REQUIRED WORK
Check every line of the entries that follow, and copy the ones containing "road".

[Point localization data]
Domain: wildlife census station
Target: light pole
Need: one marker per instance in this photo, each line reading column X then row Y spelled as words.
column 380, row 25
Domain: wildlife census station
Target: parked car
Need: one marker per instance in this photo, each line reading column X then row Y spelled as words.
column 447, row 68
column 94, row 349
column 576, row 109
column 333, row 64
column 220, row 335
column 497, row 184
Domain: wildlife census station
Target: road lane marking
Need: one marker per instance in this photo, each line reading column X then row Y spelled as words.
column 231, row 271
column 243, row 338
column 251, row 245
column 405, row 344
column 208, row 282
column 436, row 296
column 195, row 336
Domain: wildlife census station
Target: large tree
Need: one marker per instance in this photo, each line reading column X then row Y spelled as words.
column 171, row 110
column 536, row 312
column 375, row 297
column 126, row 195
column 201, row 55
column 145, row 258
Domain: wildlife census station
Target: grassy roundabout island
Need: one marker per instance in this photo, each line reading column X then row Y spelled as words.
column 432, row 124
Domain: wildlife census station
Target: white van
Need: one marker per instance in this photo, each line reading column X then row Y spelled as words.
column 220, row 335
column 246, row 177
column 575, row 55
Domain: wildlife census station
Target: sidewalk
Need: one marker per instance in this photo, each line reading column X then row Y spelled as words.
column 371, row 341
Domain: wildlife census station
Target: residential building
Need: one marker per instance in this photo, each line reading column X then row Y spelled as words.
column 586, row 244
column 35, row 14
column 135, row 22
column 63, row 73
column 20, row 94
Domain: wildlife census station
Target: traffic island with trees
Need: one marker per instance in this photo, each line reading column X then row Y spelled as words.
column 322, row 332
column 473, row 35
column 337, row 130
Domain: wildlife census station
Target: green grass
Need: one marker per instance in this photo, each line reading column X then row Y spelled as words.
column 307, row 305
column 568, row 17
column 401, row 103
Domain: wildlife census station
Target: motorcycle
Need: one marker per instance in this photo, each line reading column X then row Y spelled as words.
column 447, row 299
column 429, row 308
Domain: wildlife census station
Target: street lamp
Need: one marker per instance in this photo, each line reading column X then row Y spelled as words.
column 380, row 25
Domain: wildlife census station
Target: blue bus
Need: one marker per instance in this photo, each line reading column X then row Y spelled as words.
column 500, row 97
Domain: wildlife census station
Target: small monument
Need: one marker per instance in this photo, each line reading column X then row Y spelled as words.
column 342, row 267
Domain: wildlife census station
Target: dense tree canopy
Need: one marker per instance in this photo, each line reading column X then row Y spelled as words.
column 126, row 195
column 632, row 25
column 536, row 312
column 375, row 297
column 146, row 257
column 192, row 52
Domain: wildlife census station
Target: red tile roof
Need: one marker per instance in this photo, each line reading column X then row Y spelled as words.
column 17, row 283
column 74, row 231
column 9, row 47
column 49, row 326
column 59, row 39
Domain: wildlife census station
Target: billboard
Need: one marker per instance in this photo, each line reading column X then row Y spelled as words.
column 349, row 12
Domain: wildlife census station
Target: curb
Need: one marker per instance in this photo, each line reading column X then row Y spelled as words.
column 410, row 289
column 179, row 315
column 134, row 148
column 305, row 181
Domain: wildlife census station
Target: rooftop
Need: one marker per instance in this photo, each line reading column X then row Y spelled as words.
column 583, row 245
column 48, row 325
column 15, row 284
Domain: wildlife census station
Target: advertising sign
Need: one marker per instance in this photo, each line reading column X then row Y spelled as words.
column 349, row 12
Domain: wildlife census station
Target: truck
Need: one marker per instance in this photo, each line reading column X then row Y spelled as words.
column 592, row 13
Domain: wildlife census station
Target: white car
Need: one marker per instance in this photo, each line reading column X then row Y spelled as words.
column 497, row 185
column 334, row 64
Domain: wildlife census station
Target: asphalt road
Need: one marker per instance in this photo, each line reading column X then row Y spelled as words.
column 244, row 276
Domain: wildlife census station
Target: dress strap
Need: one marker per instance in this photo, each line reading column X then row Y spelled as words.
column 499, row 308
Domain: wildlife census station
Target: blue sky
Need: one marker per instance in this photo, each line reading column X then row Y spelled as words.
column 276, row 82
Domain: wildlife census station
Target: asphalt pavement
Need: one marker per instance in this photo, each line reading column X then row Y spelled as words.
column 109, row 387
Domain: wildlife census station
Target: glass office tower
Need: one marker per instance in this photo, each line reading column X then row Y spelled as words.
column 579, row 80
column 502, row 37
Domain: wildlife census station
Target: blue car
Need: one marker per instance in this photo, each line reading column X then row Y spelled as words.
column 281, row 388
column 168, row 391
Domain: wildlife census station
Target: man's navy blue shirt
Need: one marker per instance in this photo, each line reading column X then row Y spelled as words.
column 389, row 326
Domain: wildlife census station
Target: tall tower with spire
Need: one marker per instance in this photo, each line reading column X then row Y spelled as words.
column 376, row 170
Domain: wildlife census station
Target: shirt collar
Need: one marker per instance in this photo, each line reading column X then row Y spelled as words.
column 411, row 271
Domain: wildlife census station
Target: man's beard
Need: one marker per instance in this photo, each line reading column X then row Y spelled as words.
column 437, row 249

FINISHED EXERCISE
Target: road lane marking
Target: asphalt road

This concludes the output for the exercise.